#### Vorliegender Textauszug:
Eine ähnlich Magnettechnologie besitzt etwa auch der Transrapid, der sich in Deutschland zwar nie durchgesetzt hat, aber im chinesischen Shanghai erfolgreich betrieben wird. In Japan baut die japanische Eisenbahn eine supraleitende magnetische Hochgeschwindigkeitsstrecke zwischen Tokio und Nagoya, später bis Osaka, erläutert der Erstautor der Studie, Oleksii Vakaliuk vom Adelwitz Technologiezentrum. "Bei Testfahrten 2015 wurde schon eine Geschwindigkeit von 603 km/h erreicht, genug um dem Flugzeug Konkurrenz zu machen". Dabei benötige die supraleitende Bahn für den Transport pro Person nur gut die Hälfte der Energie im Vergleich zum Flugzeug, so der Fachmann. Genug, um darüber auch in Deutschland nachzudenken."
Für ihr Autobahn-Konzept verlegt das Forschungsteam den Supraleiter nun in die Straße und will die Fahrzeuge mit den Magneten ausstatten.
Wir haben ein System entwickelt, das eine riesige Menge Energie transportieren und speichern und auch Menschen und Güter mit Geschwindigkeiten von mindestens 640 Kilometern pro Stunde transportieren kann.

#### Zu lösende Aufgabe:
Schreiben Sie aus dem Textauszug über Magnetschwebetechnik den Abschnitt von „Eine ähnlich Magnettechnologie“ bis einschließlich „den Magneten ausstatten.“ wortgetreu ab. Die Auflistung stammt aus einer anderen Quelle als der Textauszug.

#### Datenzeilen:
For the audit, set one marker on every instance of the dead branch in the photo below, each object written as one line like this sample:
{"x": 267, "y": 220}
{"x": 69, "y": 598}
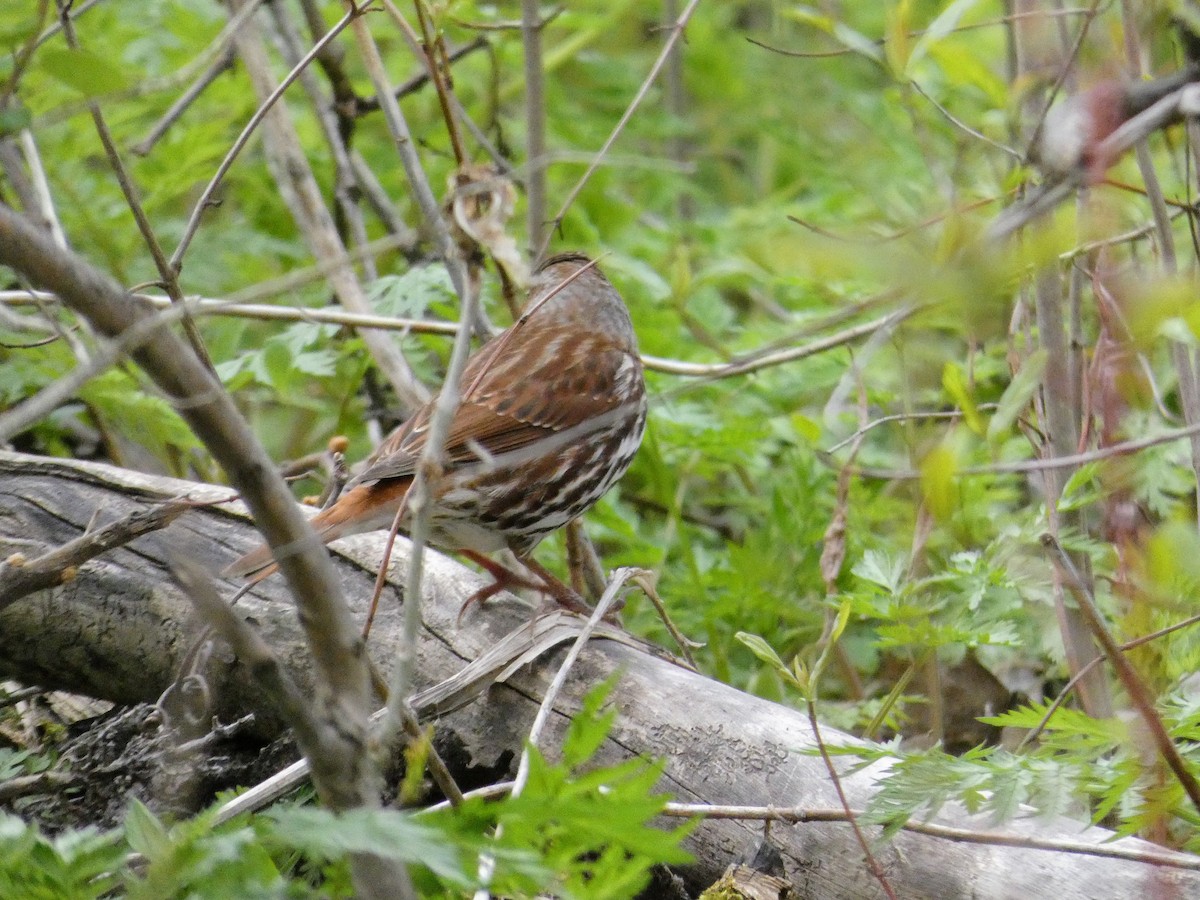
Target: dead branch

#### Lösung der Übung:
Eine ähnlich Magnettechnologie besitzt etwa auch der Transrapid, der sich in Deutschland zwar nie durchgesetzt hat, aber im chinesischen Shanghai erfolgreich betrieben wird. In Japan baut die japanische Eisenbahn eine supraleitende magnetische Hochgeschwindigkeitsstrecke zwischen Tokio und Nagoya, später bis Osaka, erläutert der Erstautor der Studie, Oleksii Vakaliuk vom Adelwitz Technologiezentrum. "Bei Testfahrten 2015 wurde schon eine Geschwindigkeit von 603 km/h erreicht, genug um dem Flugzeug Konkurrenz zu machen". Dabei benötige die supraleitende Bahn für den Transport pro Person nur gut die Hälfte der Energie im Vergleich zum Flugzeug, so der Fachmann. Genug, um darüber auch in Deutschland nachzudenken."
Für ihr Autobahn-Konzept verlegt das Forschungsteam den Supraleiter nun in die Straße und will die Fahrzeuge mit den Magneten ausstatten.